• **Exercise 1**
Reproduce a passage from the organizational behavior notes below, beginning at the words "Dispositional approach –" and stopping after the words "supported by research.".

Dispositional approach – an approach to OB that believed that individuals display
stable traits and characteristics that influence attitudes and behaviors. Encouraged the
use personality tests to find candidates with the “correct” personality. This approach
has not been completely supported by research.
Situational approach – characteristics of the organizational setting such as rewards
and behaviors influence peoples’ feelings, attitudes and behaviors.
Person–situation debate – on-going debate in OB as to which approach (disposition or
situation) is most effective at predicting and explaining behavior
Interactionist approach (interactionism) – organizational behavior is a function of
both dispositions and situation. Currently the most widely accepted approach to
organizational behavior. The importance of personality or situation in influencing
behavior depends upon the nature of the situation.
The Big Five
The Five Factor Model of Personality
There are five basic but general dimensions that describe personality. Consider each
factor as a spectrum or scale from high to low:
Extroversion – outgoing, sociable and talkative vs. shy, withdrawn, avoids social
interactions
Emotional stability – emotional control, self-confidence, self-esteem vs. self-doubt,
anxiety, depression
Agreeableness – friendly, approachable, warm and considerate vs. cold and aloof
Conscientiousness – responsible, achievement oriented, dependable and positively
motivated vs. careless, impulsive and unreliable
Organizational Behavior Ted Mock
MGTB23
Openness to experience – person thinks flexibly, is open to new ideas, curious and
original vs. dull, unimaginative and favors the status quo
Conscientiousness is the strongest predictor of job performance of all the Big Five
Factors. Extroversion has been positively linked to good performance in management
and sales positions.
Conscientiousness positively linked to retention and attendance and negatively related
to theft, absenteeism and disciplinary problems
Extroversion linked to higher absenteeism
Locus of Control - A set of beliefs about whether one’s behavior is controlled mainly by
internal or external forces
High locus of control – belief that one controls their own destiny. Strong belief in
free will and self-initiative
Low locus of control – power in life resides outside self – fate, luck or powerful
people
People with high locus of control earn more money, are more satisfied with their jobs,
and achieve higher organizational positions. Perceive less stress, cope better with
stress and engage in more careful career planning
Self-Monitoring – the extent to which people observe and regulate how they appear
and behave in social settings and relationships
High self-monitoring employees behave somewhat like actors – they show concern for
socially appropriate behavior, tune in to social and interpersonal cues and regulate their
behavior and self-presentation to these cues. They may have strong communication
and persuasive skills. They may have difficulty in ambiguous situations, may be weak
innovators and have difficulty resisting social pressure.
Self-Esteem – the degree to which a person has positive self-evaluation (how well they
like them self)
Low self-esteem people may be uncertain about the correctness of their
opinions, attitudes and behaviors
Low self-esteem people react poorly to negative feedback – it lowers their
subsequent performance. Therefore managers must be careful about using
negative feedback with low self-esteem employees. Also, don’t assign low self-
esteems to jobs that entail a great deal of negative feedback and rejection eg.

• **Data rows**

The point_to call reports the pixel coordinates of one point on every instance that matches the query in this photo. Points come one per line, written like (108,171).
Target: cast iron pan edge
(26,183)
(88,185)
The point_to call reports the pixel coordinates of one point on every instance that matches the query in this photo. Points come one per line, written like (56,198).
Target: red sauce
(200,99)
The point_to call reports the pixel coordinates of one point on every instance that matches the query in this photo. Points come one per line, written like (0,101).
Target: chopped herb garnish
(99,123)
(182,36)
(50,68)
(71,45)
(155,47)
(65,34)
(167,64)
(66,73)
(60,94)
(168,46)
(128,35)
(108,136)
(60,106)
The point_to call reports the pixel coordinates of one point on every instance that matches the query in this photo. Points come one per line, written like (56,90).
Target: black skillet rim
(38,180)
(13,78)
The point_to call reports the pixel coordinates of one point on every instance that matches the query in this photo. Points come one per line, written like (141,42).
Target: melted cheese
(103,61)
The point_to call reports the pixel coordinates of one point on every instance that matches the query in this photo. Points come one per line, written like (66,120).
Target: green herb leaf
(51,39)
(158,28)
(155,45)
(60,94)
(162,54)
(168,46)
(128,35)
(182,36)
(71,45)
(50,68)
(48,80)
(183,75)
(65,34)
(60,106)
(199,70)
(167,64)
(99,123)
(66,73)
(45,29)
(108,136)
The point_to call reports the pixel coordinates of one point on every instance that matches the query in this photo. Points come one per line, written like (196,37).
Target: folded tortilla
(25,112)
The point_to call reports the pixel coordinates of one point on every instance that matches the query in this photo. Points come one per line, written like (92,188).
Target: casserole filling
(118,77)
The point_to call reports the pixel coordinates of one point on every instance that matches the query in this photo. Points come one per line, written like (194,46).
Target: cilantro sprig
==
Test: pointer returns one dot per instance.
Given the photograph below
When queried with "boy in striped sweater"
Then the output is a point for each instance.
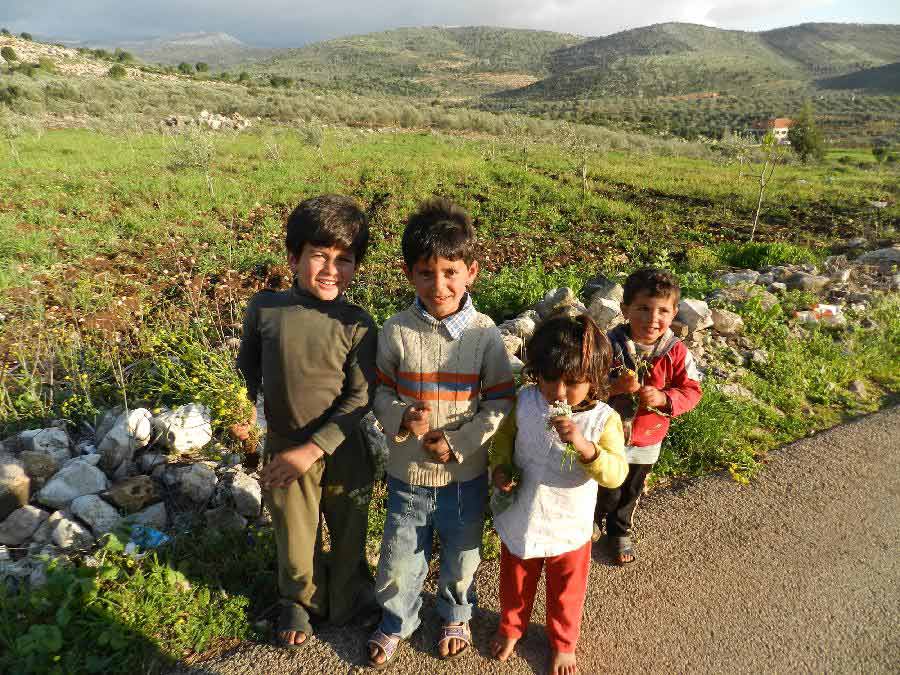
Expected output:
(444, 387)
...
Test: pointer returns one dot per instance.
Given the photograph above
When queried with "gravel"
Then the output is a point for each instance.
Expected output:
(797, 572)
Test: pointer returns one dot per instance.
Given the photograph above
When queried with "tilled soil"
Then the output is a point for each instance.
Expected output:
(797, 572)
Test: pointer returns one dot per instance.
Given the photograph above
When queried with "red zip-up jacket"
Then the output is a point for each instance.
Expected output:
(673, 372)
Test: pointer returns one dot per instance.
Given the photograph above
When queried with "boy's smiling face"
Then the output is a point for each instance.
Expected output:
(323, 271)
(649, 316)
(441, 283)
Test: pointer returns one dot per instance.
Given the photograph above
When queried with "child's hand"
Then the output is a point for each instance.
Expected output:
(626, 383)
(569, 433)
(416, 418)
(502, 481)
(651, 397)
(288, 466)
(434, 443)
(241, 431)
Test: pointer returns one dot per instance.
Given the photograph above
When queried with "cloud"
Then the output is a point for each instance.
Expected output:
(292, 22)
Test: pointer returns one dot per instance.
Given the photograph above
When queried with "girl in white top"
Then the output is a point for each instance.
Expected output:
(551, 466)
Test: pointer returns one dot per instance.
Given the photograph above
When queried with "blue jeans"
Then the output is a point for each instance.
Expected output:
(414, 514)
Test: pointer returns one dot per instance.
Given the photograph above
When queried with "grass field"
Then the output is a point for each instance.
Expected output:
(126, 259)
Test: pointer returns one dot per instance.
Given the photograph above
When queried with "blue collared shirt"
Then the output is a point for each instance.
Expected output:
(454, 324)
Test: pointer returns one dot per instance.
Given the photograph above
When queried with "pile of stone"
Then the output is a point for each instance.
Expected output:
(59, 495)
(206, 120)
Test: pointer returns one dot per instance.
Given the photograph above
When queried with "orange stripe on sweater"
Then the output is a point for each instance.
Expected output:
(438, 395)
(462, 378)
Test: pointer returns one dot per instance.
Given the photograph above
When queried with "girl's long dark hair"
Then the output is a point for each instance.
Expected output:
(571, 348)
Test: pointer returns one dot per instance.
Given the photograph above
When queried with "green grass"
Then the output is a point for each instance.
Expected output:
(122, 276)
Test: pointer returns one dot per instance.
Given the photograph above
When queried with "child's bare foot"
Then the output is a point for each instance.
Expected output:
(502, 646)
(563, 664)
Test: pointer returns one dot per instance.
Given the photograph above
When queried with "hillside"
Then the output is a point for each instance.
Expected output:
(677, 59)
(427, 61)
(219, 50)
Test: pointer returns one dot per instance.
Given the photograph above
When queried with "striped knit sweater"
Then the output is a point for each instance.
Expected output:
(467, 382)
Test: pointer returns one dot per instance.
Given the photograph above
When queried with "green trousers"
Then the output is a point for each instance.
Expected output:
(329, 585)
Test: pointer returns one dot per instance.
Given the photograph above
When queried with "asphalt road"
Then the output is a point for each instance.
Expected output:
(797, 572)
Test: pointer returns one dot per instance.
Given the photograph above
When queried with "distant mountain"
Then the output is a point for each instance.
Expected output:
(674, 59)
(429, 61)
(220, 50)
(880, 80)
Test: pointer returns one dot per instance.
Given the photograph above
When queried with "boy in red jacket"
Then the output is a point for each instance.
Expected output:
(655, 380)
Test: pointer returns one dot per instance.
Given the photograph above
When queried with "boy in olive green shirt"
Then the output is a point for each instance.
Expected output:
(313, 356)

• **Exercise 2**
Extract each line of the records above that contains the string "reports", where case counts.

• **Exercise result 1**
Dispositional approach – an approach to OB that believed that individuals display
stable traits and characteristics that influence attitudes and behaviors. Encouraged the
use personality tests to find candidates with the “correct” personality. This approach
has not been completely supported by research.

• **Exercise result 2**
The point_to call reports the pixel coordinates of one point on every instance that matches the query in this photo. Points come one per line, written like (108,171).
The point_to call reports the pixel coordinates of one point on every instance that matches the query in this photo. Points come one per line, written like (56,198).
The point_to call reports the pixel coordinates of one point on every instance that matches the query in this photo. Points come one per line, written like (0,101).
The point_to call reports the pixel coordinates of one point on every instance that matches the query in this photo. Points come one per line, written like (56,90).
The point_to call reports the pixel coordinates of one point on every instance that matches the query in this photo. Points come one per line, written like (141,42).
The point_to call reports the pixel coordinates of one point on every instance that matches the query in this photo. Points come one per line, written like (66,120).
The point_to call reports the pixel coordinates of one point on every instance that matches the query in this photo. Points come one per line, written like (196,37).
The point_to call reports the pixel coordinates of one point on every instance that matches the query in this photo. Points come one per line, written like (92,188).
The point_to call reports the pixel coordinates of one point on every instance that matches the query in this photo. Points come one per line, written like (194,46).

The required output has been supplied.